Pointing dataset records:
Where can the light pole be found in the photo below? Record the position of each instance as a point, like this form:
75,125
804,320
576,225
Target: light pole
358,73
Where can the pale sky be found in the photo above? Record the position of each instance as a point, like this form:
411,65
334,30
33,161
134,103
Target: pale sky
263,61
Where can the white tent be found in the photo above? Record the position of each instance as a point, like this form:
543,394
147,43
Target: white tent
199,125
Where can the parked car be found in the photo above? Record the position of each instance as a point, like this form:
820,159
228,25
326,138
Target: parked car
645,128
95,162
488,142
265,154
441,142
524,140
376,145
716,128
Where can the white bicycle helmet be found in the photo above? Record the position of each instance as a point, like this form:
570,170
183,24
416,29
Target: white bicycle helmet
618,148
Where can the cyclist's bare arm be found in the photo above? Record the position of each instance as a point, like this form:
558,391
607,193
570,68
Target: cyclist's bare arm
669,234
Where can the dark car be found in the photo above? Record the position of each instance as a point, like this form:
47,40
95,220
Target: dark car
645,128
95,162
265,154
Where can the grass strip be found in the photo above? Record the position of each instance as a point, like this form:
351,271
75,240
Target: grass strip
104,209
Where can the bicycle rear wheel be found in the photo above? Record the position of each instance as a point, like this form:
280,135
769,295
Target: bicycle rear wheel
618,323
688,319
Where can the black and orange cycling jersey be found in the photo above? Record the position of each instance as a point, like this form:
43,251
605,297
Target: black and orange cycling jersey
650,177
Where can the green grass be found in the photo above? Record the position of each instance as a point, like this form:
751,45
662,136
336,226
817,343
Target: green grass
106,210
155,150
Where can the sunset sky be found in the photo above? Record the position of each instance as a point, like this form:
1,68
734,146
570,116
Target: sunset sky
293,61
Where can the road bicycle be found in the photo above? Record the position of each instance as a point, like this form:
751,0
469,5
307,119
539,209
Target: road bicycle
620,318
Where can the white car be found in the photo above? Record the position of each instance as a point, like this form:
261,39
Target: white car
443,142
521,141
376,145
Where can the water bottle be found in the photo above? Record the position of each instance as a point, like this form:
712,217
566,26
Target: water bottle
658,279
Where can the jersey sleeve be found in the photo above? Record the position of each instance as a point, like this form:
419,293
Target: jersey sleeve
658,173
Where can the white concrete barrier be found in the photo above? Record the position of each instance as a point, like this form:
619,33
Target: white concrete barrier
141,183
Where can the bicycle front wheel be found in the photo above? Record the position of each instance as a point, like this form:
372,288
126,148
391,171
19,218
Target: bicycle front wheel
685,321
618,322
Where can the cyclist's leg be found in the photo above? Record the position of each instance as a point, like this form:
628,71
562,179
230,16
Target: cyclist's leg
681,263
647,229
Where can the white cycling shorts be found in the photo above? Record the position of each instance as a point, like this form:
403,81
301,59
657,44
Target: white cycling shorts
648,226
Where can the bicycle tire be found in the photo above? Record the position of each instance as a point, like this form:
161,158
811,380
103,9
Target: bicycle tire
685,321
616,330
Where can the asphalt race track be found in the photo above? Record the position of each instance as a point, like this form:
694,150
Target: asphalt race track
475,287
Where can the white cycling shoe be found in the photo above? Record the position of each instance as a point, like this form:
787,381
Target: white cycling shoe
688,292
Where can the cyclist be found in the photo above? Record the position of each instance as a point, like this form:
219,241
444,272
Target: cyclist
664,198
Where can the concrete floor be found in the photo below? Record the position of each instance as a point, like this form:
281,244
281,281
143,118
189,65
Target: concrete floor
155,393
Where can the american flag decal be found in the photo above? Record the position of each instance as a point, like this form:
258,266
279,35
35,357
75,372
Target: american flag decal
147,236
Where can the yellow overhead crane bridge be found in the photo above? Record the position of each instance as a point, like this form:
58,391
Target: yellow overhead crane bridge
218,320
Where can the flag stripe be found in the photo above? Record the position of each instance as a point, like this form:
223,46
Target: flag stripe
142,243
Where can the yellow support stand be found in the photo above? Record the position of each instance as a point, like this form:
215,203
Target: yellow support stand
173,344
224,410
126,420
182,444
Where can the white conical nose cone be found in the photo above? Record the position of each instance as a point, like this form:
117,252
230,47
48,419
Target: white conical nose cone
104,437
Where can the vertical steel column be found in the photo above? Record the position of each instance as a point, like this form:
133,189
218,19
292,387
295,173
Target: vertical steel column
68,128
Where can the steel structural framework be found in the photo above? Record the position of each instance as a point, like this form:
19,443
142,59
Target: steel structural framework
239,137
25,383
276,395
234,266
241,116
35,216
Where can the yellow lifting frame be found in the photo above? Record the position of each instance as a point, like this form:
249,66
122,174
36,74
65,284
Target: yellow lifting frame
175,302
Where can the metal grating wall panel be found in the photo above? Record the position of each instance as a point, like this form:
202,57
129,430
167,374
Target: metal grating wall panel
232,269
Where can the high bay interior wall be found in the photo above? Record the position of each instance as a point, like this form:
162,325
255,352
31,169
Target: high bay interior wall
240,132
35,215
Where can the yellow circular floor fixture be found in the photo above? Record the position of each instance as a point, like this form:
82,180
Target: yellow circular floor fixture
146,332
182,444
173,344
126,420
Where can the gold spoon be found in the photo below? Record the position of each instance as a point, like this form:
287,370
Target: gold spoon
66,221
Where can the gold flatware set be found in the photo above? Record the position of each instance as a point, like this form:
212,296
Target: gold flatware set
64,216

§ EXERCISE GOAL
Set all of the entries down again, exactly as they were given.

§ WRITTEN ANSWER
Where can the light pole be found in the photo below? Record the position of each instance as a point, like this form:
75,125
804,320
576,225
Target: light pole
358,73
Where can the pale sky be found in the photo above? Record the position of each instance as a point, like this form:
411,65
334,30
33,161
134,103
Target: pale sky
263,61
Where can the white tent be found in the photo above? Record the position of each instance as a point, like this form:
543,394
147,43
Target: white tent
199,125
Where can the parked car be found in the photo above? Record the position of each instance as a point, like this form:
820,159
228,25
326,138
Target: parked car
645,128
95,162
488,142
265,154
441,142
524,140
376,145
716,128
Where can the white bicycle helmet be found in the photo above? Record the position of each instance as a point, like this form:
570,170
183,24
416,29
Target: white bicycle helmet
618,148
Where can the cyclist's bare arm be found in the photo above? Record the position of each instance as a point, like this form:
558,391
607,193
570,68
Target: cyclist's bare arm
669,234
Where can the dark car be found in the photo above? Record the position of each instance as a point, like this form:
47,40
95,220
Target: dark car
645,128
95,162
265,154
Where can the grass strip be found in the photo above? Record the position of each instance as a point, like this form:
351,271
75,240
Target: grass strip
104,209
Where can the bicycle rear wheel be found in the photo above? Record the position of each instance as a point, like this form:
280,135
769,295
Target: bicycle rear wheel
618,323
688,319
Where can the black and orange cycling jersey be found in the photo above? Record the position of each instance as a point, like this form:
43,251
605,297
Target: black and orange cycling jersey
650,177
Where can the green grass be found in the photo above? Record the position of each instance as a point, like this form:
751,45
662,136
336,226
817,343
Target: green grass
106,210
155,150
Where can the sunset sky be found in the photo above? Record the position of each instance as a point, like this form:
1,68
734,146
570,116
Target: sunset sky
293,61
Where can the road bicycle be found in the photo above? Record the position of each instance as a point, like this form:
751,0
469,5
307,119
539,209
Target: road bicycle
620,318
Where can the white car be found in the photo above? Record the position of each instance as a point, like this form:
261,39
Target: white car
443,142
521,141
376,145
Where can the water bottle be found in the photo above? Record the position of each instance as a point, like this form:
712,217
566,26
Target: water bottle
658,279
Where can the jersey sleeve be found in the photo above? Record the position of each instance as a point, like this form:
419,293
Target: jersey sleeve
658,173
Where can the white concrete barrier be found in the photo above? Record the position of each instance as a point, like this form:
619,33
Target: white concrete barrier
141,183
Where can the bicycle front wheel be found in the photo above? Record the position of each instance as a point, like this form:
372,288
126,148
391,171
19,218
Target: bicycle front wheel
685,321
618,322
Where can the cyclist's leg be found in the photo above? Record the position of each instance as a point, like this form:
628,71
562,179
230,16
Target: cyclist's leg
681,263
647,229
Where can the white cycling shorts be found in the photo above? Record the position of each instance as a point, like this form:
403,81
301,59
657,44
Target: white cycling shorts
648,226
Where can the bicycle tire be found in the photo above? Record the position of each instance as a point, like this form:
161,158
811,380
103,9
Target: bicycle tire
685,321
616,330
Where can the asphalt race track be found in the photo above? Record the position of each instance as a point, like this form:
694,150
Target: asphalt race track
475,287
Where can the white cycling shoe be found in the photo above? Record the position of each instance as a point, like this form:
787,381
Target: white cycling shoe
688,292
Where can the cyclist be found in the photo above? Record the position of each instance as a point, like this form:
219,241
444,272
Target: cyclist
664,198
Where can the concrete floor be found in the photo below? Record the position of each instance as a point, like this form:
281,244
281,281
143,118
189,65
Target: concrete floor
155,393
Where can the american flag decal be found in the photo above? Record the position of each instance as a point, like this form:
258,266
279,35
35,357
75,372
Target: american flag decal
147,236
Where can the yellow overhead crane bridge be found in the photo above? Record the position of each instance as a point, like this form:
58,391
Target: yellow overhead crane bridge
218,320
Where can the flag stripe be found in the photo above? Record the position of each instance as a point, like this form:
223,46
Target: flag stripe
142,243
Where can the yellow support stand be found in the photo above? Record the position of each instance as a point, like this form:
215,203
Target: yellow support stand
173,344
224,410
126,420
182,444
Where can the white conical nose cone be found in the photo above? Record the position of each instance as a point, like this form:
117,252
230,47
48,419
Target: white conical nose cone
104,437
Where can the vertical steel column be found in the photo above? Record the position of each instance as a point, like this form:
133,189
218,19
292,387
295,173
Target: vertical steel column
68,128
Where can the steel structural framework be found in the photo above? Record the position of each instance as a point, like this form:
19,443
142,59
Target: steel structural framework
239,137
25,383
276,395
234,266
241,116
35,216
Where can the yellow lifting frame be found in the photo above? Record the position of each instance as a point, like this form:
249,66
122,174
36,74
65,284
Target: yellow lifting frame
175,302
Where can the metal grating wall panel be found in the photo above? Record the position of each instance as a point, like this form:
202,57
129,430
167,374
Target: metal grating wall panel
232,269
Where can the high bay interior wall be found in the photo above? Record the position of each instance as a point, like this form:
162,325
255,352
31,169
Target: high bay interior wall
240,132
35,215
Where can the yellow circular floor fixture be found in the photo above? Record the position of each instance as a point, like this form:
82,180
Target: yellow circular floor fixture
146,332
182,444
173,344
126,420
Where can the gold spoon be found in the photo below? Record the position of each instance as a point, like this form:
287,370
Target: gold spoon
66,221
Where can the gold flatware set be found in the photo above? Record the position of each instance as a point, like this form:
212,296
Target: gold flatware set
64,216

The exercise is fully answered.